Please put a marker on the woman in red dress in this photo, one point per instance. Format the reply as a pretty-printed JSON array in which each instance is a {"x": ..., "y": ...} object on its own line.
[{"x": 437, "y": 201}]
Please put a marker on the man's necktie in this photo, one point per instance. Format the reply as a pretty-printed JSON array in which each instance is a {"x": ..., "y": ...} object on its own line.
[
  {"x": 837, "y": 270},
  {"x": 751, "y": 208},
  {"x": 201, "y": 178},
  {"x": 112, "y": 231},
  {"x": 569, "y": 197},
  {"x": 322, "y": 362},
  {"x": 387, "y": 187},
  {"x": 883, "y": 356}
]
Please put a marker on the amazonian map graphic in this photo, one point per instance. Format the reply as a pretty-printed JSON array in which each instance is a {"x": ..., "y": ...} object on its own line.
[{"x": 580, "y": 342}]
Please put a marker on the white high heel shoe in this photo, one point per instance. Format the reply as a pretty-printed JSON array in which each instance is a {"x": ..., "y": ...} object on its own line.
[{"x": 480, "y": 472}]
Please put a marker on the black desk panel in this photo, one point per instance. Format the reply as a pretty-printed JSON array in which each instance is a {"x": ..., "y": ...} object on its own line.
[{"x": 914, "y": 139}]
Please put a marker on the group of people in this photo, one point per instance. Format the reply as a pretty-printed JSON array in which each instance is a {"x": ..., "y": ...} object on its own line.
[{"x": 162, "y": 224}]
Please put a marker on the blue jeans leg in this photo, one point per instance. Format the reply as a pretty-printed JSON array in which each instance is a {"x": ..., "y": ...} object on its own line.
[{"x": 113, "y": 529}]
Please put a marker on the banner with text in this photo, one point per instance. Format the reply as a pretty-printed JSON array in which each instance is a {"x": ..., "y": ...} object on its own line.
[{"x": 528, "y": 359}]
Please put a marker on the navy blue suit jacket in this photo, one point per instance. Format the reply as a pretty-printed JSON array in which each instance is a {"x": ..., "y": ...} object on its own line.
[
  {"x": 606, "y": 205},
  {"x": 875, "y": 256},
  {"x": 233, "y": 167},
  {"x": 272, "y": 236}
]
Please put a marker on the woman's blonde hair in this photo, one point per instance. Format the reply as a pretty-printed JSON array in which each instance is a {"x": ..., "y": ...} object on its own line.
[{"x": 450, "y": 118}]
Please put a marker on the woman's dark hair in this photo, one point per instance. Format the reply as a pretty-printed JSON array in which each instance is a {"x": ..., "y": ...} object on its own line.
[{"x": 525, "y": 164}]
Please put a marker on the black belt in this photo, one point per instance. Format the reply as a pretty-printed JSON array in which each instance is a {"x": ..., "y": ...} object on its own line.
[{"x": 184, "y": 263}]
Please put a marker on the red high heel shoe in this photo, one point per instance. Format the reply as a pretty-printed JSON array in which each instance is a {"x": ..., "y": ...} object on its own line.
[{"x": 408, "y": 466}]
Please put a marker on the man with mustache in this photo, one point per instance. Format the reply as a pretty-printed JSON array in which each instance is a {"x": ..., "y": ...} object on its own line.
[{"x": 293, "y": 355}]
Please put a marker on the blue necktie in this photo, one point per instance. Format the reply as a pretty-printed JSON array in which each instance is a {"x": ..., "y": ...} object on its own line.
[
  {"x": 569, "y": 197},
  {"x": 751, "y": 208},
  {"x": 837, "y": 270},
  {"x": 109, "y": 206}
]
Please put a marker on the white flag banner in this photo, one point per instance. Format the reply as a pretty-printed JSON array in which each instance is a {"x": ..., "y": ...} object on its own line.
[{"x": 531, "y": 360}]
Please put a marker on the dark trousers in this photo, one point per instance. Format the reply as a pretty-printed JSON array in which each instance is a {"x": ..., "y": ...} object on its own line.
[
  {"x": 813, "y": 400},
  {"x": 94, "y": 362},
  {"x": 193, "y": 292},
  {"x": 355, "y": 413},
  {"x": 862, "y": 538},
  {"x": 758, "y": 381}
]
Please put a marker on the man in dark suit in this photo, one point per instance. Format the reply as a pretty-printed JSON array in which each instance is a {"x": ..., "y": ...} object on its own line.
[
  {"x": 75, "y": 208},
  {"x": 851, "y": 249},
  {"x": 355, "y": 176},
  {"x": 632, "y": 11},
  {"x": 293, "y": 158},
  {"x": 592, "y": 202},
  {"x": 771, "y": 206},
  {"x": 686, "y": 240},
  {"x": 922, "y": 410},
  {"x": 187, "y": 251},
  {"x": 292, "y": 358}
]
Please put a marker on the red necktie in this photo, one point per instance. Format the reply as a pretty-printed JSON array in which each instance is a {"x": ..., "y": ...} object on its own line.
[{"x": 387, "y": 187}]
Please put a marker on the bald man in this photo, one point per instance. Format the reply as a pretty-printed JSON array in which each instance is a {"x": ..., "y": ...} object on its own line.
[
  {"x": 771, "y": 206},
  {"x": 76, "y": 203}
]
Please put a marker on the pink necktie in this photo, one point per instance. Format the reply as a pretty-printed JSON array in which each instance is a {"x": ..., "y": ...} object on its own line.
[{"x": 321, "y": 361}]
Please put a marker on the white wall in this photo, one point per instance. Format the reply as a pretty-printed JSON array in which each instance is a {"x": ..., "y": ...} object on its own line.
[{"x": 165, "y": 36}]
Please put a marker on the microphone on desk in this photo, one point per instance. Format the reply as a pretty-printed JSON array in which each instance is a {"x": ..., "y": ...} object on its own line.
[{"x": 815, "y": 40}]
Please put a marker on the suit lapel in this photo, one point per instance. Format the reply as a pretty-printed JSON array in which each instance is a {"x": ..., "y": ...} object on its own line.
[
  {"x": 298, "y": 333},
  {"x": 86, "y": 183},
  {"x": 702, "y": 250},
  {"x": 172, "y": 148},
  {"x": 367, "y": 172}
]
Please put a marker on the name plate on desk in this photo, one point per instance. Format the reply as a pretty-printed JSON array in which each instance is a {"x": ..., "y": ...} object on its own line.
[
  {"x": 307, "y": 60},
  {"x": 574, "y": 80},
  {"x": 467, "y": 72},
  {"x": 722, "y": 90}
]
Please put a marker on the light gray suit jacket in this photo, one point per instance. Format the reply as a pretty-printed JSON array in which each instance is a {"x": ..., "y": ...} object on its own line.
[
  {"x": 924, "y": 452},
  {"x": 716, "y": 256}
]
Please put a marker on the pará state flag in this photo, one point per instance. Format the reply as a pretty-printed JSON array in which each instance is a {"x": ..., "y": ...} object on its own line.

● ● ● ●

Goal of the exercise
A word-for-word restatement of all the records is required.

Result below
Please put a marker on the woman in red dress in this photo, one point per instance. Format the reply as a pretty-printed JSON array in which each instance is a {"x": ..., "y": ...} object on its own line.
[{"x": 437, "y": 201}]
Please put a marker on the man's necktie in this photo, one point per instance. Format the reply as a pretty-printed JSON array in which each instance is a {"x": ..., "y": ...} object on its own line.
[
  {"x": 837, "y": 270},
  {"x": 751, "y": 208},
  {"x": 201, "y": 178},
  {"x": 112, "y": 231},
  {"x": 569, "y": 197},
  {"x": 322, "y": 362},
  {"x": 387, "y": 187},
  {"x": 883, "y": 356}
]
Please put a marker on the amazonian map graphic in this photo, one point per instance. Format the reply as a pretty-printed JSON array in which each instance is a {"x": ..., "y": ...} object on its own line.
[{"x": 580, "y": 342}]
Please put a marker on the white high heel shoe in this photo, one point per instance. Format the reply as a pretty-printed JSON array in which each instance is a {"x": ..., "y": ...} object on its own line.
[{"x": 480, "y": 472}]
Please put a marker on the black desk panel in this photo, one point per instance. Format the reply as a pretty-printed JSON array in which each instance is a {"x": ..., "y": ...} object on its own line.
[{"x": 914, "y": 139}]
Please put a marker on the group of people in this photo, one point per instance. Format the reply as a pretty-printed JSON array in which each instance is a {"x": ..., "y": ...} object on its own line.
[{"x": 162, "y": 224}]
Please put a marker on the blue jeans leg in this photo, one point per instance. Format the reply as a pretty-printed JSON array in which each instance is a {"x": ..., "y": ...} object on its own line.
[{"x": 113, "y": 529}]
Please put a marker on the banner with text in this photo, one point per instance. Format the reply as a pretty-printed JSON array in which each instance is a {"x": ..., "y": ...} object on its own line.
[{"x": 528, "y": 359}]
Please put a marker on the navy blue suit jacket in this photo, one point per instance. Format the reply as a pretty-printed JSON array in which each instance is a {"x": ..., "y": ...} object on its own line.
[
  {"x": 606, "y": 205},
  {"x": 875, "y": 256},
  {"x": 233, "y": 167},
  {"x": 272, "y": 236}
]
Please put a marker on the woman's blonde hair in this photo, one point per instance. Format the reply as a pretty-printed JSON array in which each instance is a {"x": ..., "y": ...} object on its own line.
[{"x": 450, "y": 118}]
Please put a marker on the woman's dark hair in this photo, one point per instance. Format the reply as a pretty-printed JSON array in which each instance is a {"x": ..., "y": ...} object on its own line.
[{"x": 525, "y": 164}]
Please put a marker on the black belt in this photo, one point per instance. Format the reply as a pretty-printed JSON array in which each instance is a {"x": ..., "y": ...} object on its own line.
[{"x": 184, "y": 263}]
Please put a marker on the red high heel shoe in this photo, one point per instance. Format the reply as a pretty-printed JSON array in which each instance is a {"x": ..., "y": ...} object on its own line.
[{"x": 408, "y": 466}]
Please put a marker on the man with mustache in this photo, one point per instance. Format the reply as a pretty-printed JSON array in which each instance is a {"x": ..., "y": ...} object on its own line.
[{"x": 293, "y": 355}]
Please put a marker on the blue necktie in this photo, one point per instance. Format the reply as a pretty-printed JSON array in which each instance is a {"x": ..., "y": ...} object on its own line.
[
  {"x": 569, "y": 197},
  {"x": 751, "y": 208},
  {"x": 837, "y": 270},
  {"x": 109, "y": 206}
]
Please put a marker on the white flag banner in this photo, one point per instance. Format the reply as a pretty-printed JSON array in which each instance is a {"x": ..., "y": ...} object on its own line.
[{"x": 531, "y": 360}]
Please put a marker on the dark trousers in this photo, one point per instance. Format the reply as a pretty-printed JSON array in which each instance is a {"x": ..., "y": ...} object on its own line.
[
  {"x": 813, "y": 400},
  {"x": 94, "y": 362},
  {"x": 193, "y": 292},
  {"x": 355, "y": 413},
  {"x": 862, "y": 538},
  {"x": 758, "y": 381}
]
Please put a marker on the man in dark suit in this photo, one point per instance. Format the reply as a pretty-printed JSON array in which each instance is a {"x": ..., "y": ...} object on its own line.
[
  {"x": 75, "y": 208},
  {"x": 851, "y": 249},
  {"x": 355, "y": 176},
  {"x": 632, "y": 11},
  {"x": 293, "y": 158},
  {"x": 592, "y": 202},
  {"x": 771, "y": 206},
  {"x": 686, "y": 240},
  {"x": 922, "y": 410},
  {"x": 187, "y": 251},
  {"x": 292, "y": 358}
]
Please put a marker on the red necktie in this photo, one point per instance. Format the reply as a pretty-printed JSON array in which each instance is a {"x": ..., "y": ...} object on its own line.
[{"x": 387, "y": 187}]
Please put a marker on the bald man in this photo, one point per instance. Format the reply as a pretty-printed JSON array in which each instance is a {"x": ..., "y": ...} object on its own line.
[
  {"x": 771, "y": 206},
  {"x": 76, "y": 203}
]
Please put a marker on the pink necktie in this photo, one point per instance. Format the reply as a pretty-printed JSON array in which each instance is a {"x": ..., "y": ...} object on its own line.
[{"x": 321, "y": 361}]
Please put a marker on the white wall in this photo, one point per instance. Format the reply as a pretty-printed JSON array in which each instance is a {"x": ..., "y": ...} object on its own line.
[{"x": 165, "y": 36}]
Please put a marker on the microphone on desk in this photo, one point per instance. Format the reply as a pretty-printed JSON array in which each instance is a {"x": ..., "y": ...} object on its own line.
[{"x": 815, "y": 40}]
Please put a marker on the suit lapel in this photo, one point per instance. Format the reply as a pretty-printed JSON array in which each instance is a {"x": ..., "y": ...} object on its own line.
[
  {"x": 298, "y": 333},
  {"x": 86, "y": 183},
  {"x": 702, "y": 250},
  {"x": 172, "y": 148},
  {"x": 367, "y": 172}
]
Please put a marker on the name plate on desk in this photo, one point per instance. Format the reply as a pretty-printed JSON array in which each instance is a {"x": ..., "y": ...} object on its own line.
[
  {"x": 307, "y": 60},
  {"x": 574, "y": 80},
  {"x": 467, "y": 72},
  {"x": 722, "y": 90}
]
Please put a marker on the light gray suit jacket in this photo, one point per instance. Format the reply as a pretty-printed JSON array in which each instance is a {"x": ..., "y": ...} object on its own line.
[
  {"x": 924, "y": 452},
  {"x": 716, "y": 256}
]
Please put a marker on the pará state flag in this photo, one point per instance. Format the reply as a pretty-printed JSON array in which each instance is a {"x": ..., "y": ...} object on its own line.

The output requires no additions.